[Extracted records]
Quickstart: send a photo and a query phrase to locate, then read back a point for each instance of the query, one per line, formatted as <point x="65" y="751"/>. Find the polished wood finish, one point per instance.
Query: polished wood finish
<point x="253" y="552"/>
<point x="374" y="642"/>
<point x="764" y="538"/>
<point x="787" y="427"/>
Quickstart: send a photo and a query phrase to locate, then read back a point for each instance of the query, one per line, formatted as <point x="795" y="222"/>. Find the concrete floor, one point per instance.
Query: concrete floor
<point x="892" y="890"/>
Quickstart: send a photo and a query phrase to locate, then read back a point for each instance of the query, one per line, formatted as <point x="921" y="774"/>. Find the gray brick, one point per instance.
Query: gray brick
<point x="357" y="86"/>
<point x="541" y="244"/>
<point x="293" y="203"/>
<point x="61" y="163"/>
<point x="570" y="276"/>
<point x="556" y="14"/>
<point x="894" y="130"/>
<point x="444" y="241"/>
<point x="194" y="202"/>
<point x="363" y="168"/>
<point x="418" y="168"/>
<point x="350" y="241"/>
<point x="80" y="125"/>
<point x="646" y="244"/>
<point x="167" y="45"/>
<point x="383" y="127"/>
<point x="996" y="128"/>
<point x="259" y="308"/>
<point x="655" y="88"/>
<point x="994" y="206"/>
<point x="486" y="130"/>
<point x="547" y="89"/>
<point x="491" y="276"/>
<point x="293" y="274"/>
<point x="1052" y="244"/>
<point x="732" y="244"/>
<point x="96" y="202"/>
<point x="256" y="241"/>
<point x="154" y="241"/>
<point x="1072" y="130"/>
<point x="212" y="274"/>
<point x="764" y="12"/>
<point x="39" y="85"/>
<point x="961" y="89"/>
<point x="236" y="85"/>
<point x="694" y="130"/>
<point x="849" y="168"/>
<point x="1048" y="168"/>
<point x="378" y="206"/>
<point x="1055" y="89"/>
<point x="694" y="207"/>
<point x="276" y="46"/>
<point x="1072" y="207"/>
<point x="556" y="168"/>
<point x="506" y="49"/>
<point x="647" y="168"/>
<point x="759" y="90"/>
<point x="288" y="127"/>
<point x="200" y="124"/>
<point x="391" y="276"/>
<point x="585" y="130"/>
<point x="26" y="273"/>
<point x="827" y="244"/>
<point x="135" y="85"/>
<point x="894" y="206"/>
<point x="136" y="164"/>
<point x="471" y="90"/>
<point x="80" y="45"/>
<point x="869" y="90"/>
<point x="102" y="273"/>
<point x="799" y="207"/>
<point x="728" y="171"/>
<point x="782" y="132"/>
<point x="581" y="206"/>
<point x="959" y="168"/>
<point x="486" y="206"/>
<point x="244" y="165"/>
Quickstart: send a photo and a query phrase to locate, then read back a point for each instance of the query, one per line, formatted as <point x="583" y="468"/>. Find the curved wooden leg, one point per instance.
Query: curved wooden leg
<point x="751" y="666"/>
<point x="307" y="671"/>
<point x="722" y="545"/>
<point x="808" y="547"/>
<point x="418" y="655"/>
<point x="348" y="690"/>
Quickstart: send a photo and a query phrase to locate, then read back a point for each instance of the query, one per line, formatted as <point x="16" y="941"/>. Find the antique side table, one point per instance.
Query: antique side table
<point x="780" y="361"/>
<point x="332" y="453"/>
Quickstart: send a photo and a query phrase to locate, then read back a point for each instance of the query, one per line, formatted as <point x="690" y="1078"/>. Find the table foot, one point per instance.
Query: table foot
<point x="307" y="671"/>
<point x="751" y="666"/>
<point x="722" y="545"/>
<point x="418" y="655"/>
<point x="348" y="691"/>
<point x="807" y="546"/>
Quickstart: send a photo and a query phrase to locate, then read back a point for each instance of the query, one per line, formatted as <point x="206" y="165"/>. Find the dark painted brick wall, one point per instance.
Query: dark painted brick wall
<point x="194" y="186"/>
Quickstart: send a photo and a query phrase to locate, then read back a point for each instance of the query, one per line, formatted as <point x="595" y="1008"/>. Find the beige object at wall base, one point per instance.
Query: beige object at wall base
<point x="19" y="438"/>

* * *

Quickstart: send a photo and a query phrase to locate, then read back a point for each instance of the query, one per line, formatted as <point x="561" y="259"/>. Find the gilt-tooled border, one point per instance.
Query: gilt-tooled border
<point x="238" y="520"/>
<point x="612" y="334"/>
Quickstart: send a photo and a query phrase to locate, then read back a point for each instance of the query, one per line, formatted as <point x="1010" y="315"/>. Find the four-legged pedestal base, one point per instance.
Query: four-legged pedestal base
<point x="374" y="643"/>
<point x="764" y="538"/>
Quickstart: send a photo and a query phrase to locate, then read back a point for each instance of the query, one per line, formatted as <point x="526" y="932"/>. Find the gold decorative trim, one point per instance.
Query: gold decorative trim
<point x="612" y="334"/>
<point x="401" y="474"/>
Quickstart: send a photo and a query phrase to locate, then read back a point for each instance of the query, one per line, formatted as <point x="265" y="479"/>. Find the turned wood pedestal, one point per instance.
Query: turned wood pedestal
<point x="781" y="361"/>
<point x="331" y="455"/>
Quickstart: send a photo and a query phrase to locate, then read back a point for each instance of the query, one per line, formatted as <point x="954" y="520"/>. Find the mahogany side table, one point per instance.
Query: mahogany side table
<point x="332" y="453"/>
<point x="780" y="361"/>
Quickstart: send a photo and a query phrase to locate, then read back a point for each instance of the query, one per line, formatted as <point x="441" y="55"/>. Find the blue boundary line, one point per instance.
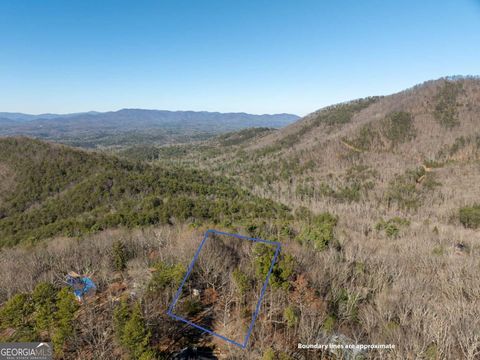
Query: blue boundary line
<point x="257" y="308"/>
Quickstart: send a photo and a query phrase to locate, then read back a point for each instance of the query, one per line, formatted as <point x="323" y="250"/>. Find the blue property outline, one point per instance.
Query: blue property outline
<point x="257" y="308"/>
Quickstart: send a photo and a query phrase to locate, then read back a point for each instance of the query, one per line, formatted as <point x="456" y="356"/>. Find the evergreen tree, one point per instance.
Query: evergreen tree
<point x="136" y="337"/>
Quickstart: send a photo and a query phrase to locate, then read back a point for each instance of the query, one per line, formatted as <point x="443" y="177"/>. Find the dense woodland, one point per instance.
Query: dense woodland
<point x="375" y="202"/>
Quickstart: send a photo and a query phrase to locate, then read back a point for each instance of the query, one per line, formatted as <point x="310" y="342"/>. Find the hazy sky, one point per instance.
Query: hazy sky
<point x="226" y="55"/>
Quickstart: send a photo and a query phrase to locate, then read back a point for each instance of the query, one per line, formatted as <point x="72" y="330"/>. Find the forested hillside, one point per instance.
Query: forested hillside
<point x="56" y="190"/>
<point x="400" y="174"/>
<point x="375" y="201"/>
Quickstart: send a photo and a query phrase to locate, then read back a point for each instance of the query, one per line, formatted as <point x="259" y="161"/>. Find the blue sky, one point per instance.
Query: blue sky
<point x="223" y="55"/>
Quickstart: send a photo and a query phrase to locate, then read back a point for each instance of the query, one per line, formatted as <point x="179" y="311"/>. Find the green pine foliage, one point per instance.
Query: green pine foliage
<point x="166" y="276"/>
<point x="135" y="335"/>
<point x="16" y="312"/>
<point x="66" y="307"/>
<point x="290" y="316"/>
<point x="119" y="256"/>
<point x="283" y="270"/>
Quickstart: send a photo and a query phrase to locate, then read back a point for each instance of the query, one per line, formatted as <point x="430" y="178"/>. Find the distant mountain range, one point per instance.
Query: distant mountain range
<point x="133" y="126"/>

* * *

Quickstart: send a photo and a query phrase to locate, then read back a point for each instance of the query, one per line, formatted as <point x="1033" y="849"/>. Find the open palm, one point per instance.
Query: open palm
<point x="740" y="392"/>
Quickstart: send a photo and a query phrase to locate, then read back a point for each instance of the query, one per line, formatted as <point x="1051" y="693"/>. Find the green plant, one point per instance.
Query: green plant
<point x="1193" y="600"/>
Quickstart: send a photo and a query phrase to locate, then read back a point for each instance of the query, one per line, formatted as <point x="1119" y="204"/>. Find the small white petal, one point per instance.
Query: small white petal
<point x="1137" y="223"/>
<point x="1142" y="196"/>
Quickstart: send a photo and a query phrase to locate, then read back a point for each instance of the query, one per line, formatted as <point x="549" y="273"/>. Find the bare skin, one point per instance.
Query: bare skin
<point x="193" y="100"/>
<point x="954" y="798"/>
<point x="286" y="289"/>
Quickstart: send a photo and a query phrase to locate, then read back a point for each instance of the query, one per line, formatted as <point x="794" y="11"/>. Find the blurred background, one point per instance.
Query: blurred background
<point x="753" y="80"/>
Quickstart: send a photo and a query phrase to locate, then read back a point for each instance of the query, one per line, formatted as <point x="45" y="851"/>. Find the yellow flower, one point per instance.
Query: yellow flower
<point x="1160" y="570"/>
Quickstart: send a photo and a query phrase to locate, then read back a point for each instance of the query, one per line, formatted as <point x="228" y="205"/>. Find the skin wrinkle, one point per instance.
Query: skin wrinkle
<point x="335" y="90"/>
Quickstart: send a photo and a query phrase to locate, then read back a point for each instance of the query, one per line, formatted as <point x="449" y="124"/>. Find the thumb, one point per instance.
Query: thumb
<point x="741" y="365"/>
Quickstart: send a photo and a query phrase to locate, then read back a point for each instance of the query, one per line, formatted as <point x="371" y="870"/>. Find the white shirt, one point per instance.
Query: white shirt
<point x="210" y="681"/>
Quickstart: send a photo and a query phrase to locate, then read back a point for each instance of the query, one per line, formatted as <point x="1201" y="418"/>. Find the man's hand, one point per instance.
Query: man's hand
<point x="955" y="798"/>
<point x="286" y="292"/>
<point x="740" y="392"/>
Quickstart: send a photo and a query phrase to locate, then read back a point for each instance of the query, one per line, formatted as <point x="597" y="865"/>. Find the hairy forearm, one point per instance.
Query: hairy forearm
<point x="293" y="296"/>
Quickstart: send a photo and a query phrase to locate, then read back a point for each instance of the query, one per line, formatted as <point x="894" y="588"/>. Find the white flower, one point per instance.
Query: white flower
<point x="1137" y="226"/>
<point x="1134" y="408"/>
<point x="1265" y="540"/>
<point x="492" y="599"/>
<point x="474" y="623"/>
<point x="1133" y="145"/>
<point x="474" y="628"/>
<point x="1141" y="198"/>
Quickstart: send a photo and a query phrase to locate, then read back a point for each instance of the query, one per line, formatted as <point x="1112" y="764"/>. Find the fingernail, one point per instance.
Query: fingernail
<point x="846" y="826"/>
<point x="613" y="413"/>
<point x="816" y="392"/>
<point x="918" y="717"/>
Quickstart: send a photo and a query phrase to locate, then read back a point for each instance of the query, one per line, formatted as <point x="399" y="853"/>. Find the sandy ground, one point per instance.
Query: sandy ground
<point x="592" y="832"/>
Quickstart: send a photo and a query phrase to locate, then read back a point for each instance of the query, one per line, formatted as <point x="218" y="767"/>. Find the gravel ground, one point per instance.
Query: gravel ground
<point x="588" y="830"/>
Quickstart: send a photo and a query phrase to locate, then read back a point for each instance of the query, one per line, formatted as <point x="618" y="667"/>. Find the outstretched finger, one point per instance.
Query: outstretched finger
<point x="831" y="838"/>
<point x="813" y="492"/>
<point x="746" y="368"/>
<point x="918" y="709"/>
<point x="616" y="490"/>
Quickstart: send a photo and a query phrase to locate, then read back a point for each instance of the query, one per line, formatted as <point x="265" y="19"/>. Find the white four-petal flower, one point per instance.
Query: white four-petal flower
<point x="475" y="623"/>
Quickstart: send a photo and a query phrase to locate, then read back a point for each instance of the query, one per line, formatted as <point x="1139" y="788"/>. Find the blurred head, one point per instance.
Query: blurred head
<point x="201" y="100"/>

- _TASK GOAL_
Count how many lines of the entries above contain the word "yellow". Reply with the number alone.

- _EXPECTED ANSWER_
2